--- SUPPLIED PASSAGE ---
** Begin **
A song outside my window, and the traffic wrote the words.

An essay collated by Sonja van Kerkhoff, The Netherlands, 1999.

I communicate a lot using the internet, particularly with artists, in connection with editing material for the quarterly, Arts Dialogue. For this article I asked a number to respond to the theme 'on silence'. Here I have selected some responses and added my responses creating a song from the traffic of the web.


Bill George performing his solo piece, The Kingfisher's Wing.

"I was listening to a radio program about a recent musical composition. It's a piece on repentance, set to a text that sounds very Old Testament. The work is choral and intended for large cathedral-like spaces. It contains numerous empty spaces, brief for the most part, but essential for the reverberations of the sound. The composer was saying how important silence is to meditation, how necessary it was for the music, but that in modern "flat" spaces, we don't get this. This really seemed meaningful to me...the nature of live space, live silence versus dead silence--which has something to do with the mentality of us as believers versus the sensibilities of the modern perception of all things being dead, in a way...do you understand what I'm saying? That live space (consciousness) is required, that emptiness is required to carry the eternal."
** End **
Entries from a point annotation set
** Begin **
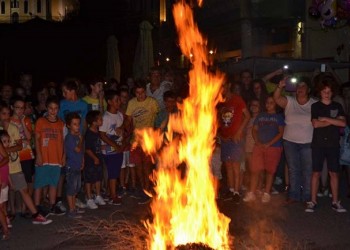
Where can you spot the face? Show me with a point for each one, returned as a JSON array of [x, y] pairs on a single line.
[[155, 77], [5, 114], [6, 92], [246, 78], [5, 141], [124, 97], [97, 87], [254, 107], [74, 126], [26, 81], [18, 108], [52, 110], [270, 105], [326, 94], [140, 94], [114, 102], [170, 104]]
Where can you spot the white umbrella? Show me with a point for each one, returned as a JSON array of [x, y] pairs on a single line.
[[113, 62], [144, 51]]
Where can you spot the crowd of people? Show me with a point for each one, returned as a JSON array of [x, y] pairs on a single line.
[[70, 148]]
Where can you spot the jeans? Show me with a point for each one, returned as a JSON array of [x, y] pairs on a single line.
[[298, 157]]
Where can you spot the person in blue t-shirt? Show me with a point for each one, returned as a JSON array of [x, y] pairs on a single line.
[[73, 145]]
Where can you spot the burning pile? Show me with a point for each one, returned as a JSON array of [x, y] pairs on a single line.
[[184, 209]]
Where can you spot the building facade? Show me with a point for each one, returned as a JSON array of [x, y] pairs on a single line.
[[19, 11]]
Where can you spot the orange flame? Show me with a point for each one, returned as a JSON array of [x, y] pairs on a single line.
[[184, 209]]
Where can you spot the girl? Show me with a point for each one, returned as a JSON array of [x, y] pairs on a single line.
[[4, 181], [267, 133]]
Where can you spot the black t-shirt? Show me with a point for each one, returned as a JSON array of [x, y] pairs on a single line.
[[92, 142], [326, 136]]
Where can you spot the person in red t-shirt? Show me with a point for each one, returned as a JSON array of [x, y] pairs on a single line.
[[233, 117]]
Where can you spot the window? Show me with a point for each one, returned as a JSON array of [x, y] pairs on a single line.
[[14, 4], [25, 7], [38, 6], [2, 7]]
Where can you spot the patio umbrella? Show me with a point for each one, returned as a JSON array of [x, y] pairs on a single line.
[[144, 51], [113, 62]]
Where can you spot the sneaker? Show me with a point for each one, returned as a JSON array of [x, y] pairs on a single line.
[[265, 198], [74, 215], [41, 220], [56, 210], [99, 200], [80, 211], [62, 207], [236, 198], [310, 207], [115, 201], [250, 196], [79, 203], [338, 208], [91, 204]]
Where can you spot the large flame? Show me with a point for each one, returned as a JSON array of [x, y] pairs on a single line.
[[184, 208]]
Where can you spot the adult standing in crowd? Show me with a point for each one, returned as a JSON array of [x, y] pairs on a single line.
[[297, 138]]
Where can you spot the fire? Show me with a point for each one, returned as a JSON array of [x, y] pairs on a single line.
[[184, 209]]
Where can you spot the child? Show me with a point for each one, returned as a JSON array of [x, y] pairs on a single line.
[[25, 128], [73, 145], [112, 142], [50, 155], [93, 159], [4, 181], [267, 133], [16, 175], [326, 116], [95, 99]]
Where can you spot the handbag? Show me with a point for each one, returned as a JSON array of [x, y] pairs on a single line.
[[345, 148]]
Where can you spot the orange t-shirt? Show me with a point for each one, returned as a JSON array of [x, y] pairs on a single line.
[[230, 116], [51, 141], [26, 153]]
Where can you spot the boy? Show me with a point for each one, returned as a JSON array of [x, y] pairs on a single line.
[[95, 99], [93, 159], [16, 175], [50, 155], [73, 145], [326, 116], [112, 142]]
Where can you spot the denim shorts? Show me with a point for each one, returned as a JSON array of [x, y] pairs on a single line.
[[231, 151], [46, 175], [329, 154], [73, 179], [92, 173], [113, 163]]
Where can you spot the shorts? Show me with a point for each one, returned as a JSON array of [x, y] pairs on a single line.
[[93, 173], [46, 175], [73, 179], [216, 163], [331, 155], [113, 163], [18, 181], [126, 160], [266, 158], [28, 170], [231, 151], [4, 194], [139, 158]]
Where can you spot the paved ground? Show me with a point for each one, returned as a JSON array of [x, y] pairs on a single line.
[[253, 226]]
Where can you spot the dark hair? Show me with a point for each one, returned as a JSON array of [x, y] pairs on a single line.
[[52, 99], [110, 94], [70, 116], [169, 94], [92, 116], [70, 84]]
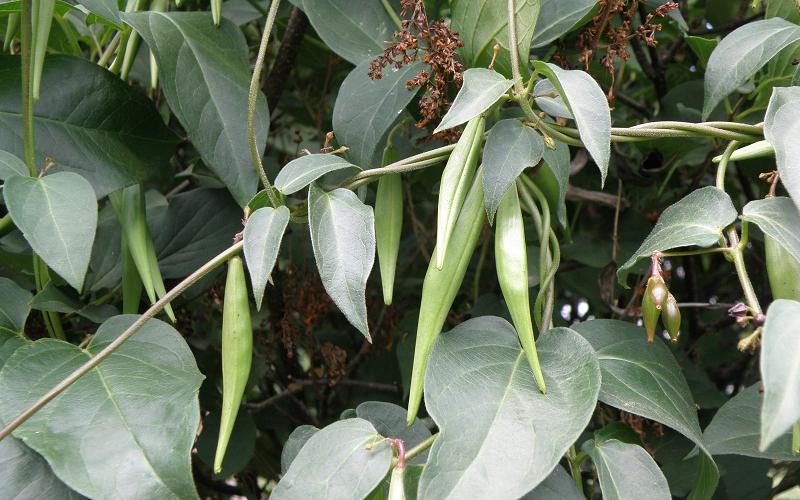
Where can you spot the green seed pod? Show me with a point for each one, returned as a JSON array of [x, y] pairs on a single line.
[[511, 261], [783, 271], [650, 315], [441, 286], [456, 181], [237, 352], [388, 223], [672, 317]]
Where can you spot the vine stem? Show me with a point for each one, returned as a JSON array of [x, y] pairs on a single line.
[[113, 346], [252, 100]]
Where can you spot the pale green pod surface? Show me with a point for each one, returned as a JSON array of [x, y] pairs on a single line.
[[237, 352], [388, 227], [783, 271], [456, 181], [441, 286], [511, 261]]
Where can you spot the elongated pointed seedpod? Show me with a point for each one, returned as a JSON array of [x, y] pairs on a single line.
[[511, 261], [237, 352], [441, 286], [672, 317], [456, 181]]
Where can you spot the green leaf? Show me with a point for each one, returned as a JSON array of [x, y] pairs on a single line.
[[559, 18], [262, 240], [390, 421], [779, 218], [780, 371], [483, 23], [297, 439], [736, 429], [11, 165], [781, 129], [493, 420], [481, 89], [357, 30], [345, 460], [587, 103], [343, 237], [89, 122], [366, 109], [302, 171], [57, 214], [510, 148], [696, 220], [205, 75], [741, 54], [141, 403], [626, 471], [557, 486], [14, 307]]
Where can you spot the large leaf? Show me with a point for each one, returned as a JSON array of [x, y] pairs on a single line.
[[588, 105], [779, 218], [743, 52], [736, 429], [483, 23], [343, 237], [14, 307], [558, 18], [366, 109], [696, 220], [139, 408], [510, 148], [626, 471], [57, 214], [780, 371], [481, 89], [205, 75], [499, 436], [345, 460], [302, 171], [357, 30], [781, 128], [88, 121], [262, 240]]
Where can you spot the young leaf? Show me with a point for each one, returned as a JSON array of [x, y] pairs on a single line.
[[205, 76], [148, 429], [780, 371], [626, 471], [262, 240], [481, 89], [302, 171], [366, 109], [57, 214], [743, 52], [696, 220], [346, 459], [343, 238], [510, 148], [587, 103], [510, 431]]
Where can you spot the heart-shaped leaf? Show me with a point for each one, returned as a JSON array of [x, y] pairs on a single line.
[[588, 104], [345, 460], [343, 238], [205, 76], [142, 401], [698, 220], [57, 214], [262, 240], [493, 421]]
** End **
--- PROBLEMS TO WORK ON ---
• 1. Translate this sentence from the essay on silence into Spanish: "The work is choral and intended for large cathedral-like spaces."
• 2. Resume the essay on silence after its final sentence, carrying it on from that point.
The records play no part in this work.

--- EXERCISE RESPONSES ---
• 1. La obra es coral y está pensada para grandes espacios semejantes a catedrales.

• 2.
Bill, actor and theatre producer, Nazareth, Pennsylvania, U.S.A.

Bill, silence is like colour. We lay arbitrary cultural categories on something that is a continuum. The perceived distinctions that create 'noises' are in that sense virtual not real. Silence for me carries connotations of 'being quiet' as well as of 'listening'. A metaphor for being receptive is to be still, which doesn't mean 'being quiet' but being able to select from the noise around us. When we imagine that we being quiet it's just a metaphor for reflection. Of course if there is too much going on, too much noise, then we get lost, can't listen. The idea of that emptiness is required to carry the eternal is analogous to the idea of objectivity as an absence of values. Both of these attitudes assume that a person can become a tabula rasa. If we claim a state of emptiness (silencing the conscious voice) then our actions are likely to tend towards the traditional (what seems automatic or natural). On the other hand we need to make space , another metaphor for silence, in order to hear new things or to take stock or to listen (to what is always around).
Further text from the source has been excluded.